» **What is being asked**:
Print the following lines word for word, leaving out any pictures.
--------------------------------
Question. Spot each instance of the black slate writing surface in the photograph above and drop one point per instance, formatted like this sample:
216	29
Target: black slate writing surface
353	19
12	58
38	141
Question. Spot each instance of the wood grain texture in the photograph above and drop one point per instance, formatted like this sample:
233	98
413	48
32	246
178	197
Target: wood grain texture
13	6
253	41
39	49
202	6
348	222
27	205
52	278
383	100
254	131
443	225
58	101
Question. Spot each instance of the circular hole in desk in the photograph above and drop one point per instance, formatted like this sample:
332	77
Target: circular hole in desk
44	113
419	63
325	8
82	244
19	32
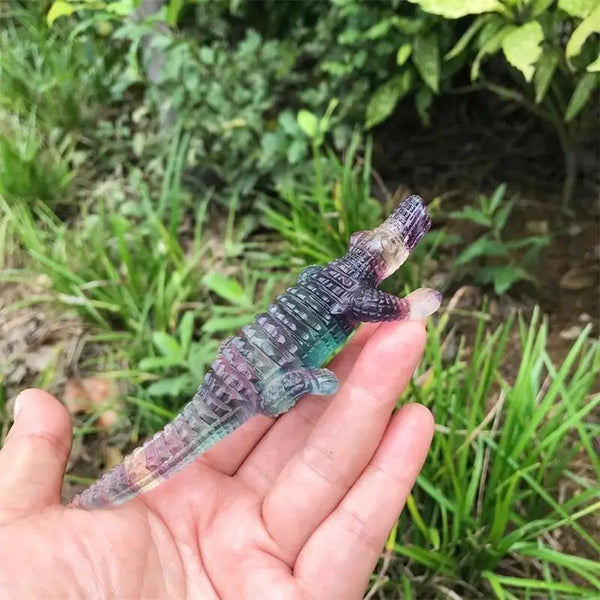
--------------------------------
» **The completed task**:
Question. Spot each instance of the black slate writing surface in the photograph above and drop one point per instance, formatted like this sample:
216	29
Target: black slate writing surface
353	19
12	58
38	141
Question. Spot each instance of the wood grain texture in the photograph above and drop one point per instance, formatted like this sample:
233	98
413	48
32	246
178	197
Target: wood grain texture
13	6
253	41
39	49
202	6
348	222
27	205
52	278
383	100
254	131
443	225
58	101
Question. Spot each instance of the circular hole in desk in the photograph above and drop one point per instance, formatted like this sample:
332	77
Target: circular hole in desk
44	113
419	63
325	8
82	244
19	32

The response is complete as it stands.